# What to work on
Could you print every record below exactly as it appears?

(Records contained in a dataset)
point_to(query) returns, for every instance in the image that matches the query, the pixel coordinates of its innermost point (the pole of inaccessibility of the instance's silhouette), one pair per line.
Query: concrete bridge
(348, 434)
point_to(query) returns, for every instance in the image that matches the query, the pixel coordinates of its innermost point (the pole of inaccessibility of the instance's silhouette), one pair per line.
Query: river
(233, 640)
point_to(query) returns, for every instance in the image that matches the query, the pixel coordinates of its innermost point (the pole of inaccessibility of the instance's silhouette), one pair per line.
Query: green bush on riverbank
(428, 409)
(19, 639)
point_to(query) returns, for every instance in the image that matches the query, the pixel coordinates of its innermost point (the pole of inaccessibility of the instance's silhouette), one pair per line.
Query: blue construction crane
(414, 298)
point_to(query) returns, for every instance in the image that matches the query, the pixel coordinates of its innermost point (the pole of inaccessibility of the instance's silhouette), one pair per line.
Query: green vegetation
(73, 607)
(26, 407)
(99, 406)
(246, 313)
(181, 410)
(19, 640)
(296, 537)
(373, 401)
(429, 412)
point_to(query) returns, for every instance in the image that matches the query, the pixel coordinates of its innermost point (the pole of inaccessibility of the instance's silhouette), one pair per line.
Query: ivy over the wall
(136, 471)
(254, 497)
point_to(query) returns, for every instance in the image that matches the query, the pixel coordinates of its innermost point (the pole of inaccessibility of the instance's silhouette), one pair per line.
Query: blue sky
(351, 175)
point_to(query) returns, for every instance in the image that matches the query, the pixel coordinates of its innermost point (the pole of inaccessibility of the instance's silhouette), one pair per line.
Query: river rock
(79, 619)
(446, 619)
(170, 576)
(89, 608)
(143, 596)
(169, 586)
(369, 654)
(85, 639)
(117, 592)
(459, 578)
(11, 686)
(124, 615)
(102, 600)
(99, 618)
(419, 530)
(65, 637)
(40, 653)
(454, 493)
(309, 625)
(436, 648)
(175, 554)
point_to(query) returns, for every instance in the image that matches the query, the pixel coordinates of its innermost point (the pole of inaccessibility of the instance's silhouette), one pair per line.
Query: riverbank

# Answer for this exercise
point_to(query) returns, for every instance in the image that matches the query, the pixel coordinates of its innermost point (the pole of inaccessibility of the instance's silhouette), one pair per line.
Query: concrete bridge
(348, 434)
point_to(query) returns, for every instance in the image that matches the query, the pixel coordinates of its innermost point (the pole of inaccessibility of the instance's silhouette), one pair per line.
Query: river
(233, 640)
point_to(query) returns, for every instance in the image that matches the query, the pixel coordinates of its innermost point (the pole of inaccessibility of the instance's silhouette), one pair per line.
Query: green bush on riverbank
(428, 409)
(19, 639)
point_to(query) returns, for every instance in the image that matches the query, the pixel coordinates of its innermost point (the pole of inaccessibility of the instance's silhouette), one pair per line.
Query: blue construction crane
(414, 298)
point_to(query) returns, for every instance in the image that matches the query, the pixel coordinates of its innermost point (the pole of inaccessibility of the instance's silhouette), one pair per line.
Query: green vegetation
(73, 607)
(26, 407)
(99, 406)
(246, 313)
(181, 410)
(19, 640)
(296, 537)
(373, 401)
(429, 412)
point_to(query) returns, for every instance in the image that matches the query, the pixel coordinates of its innermost point (the pole of inaccessibility of the instance's silhouette), one pair per line.
Query: ivy over the wall
(136, 471)
(254, 497)
point_to(query) returns, for every instance in the image that matches the query, the pixel coordinates of its innermost point (the pole of inaccessibility of the instance's silhouette), one pair per line.
Query: blue sky
(351, 175)
point_to(query) returns, for every instance in the image that matches the query, the pixel coordinates of its innermost point (the pole of inaccessibility of the instance's silhouette), one pair per line.
Query: river rock
(79, 619)
(446, 619)
(170, 576)
(89, 608)
(143, 596)
(169, 586)
(369, 654)
(85, 639)
(117, 592)
(459, 578)
(11, 686)
(124, 615)
(102, 600)
(99, 618)
(419, 530)
(65, 637)
(40, 653)
(454, 493)
(309, 625)
(436, 648)
(175, 554)
point_to(query) returns, for every instance in the image that matches the query, the pixel coordinates of its innermost point (the pole of inaccessibility of the instance's silhouette), one pair per line.
Query: riverbank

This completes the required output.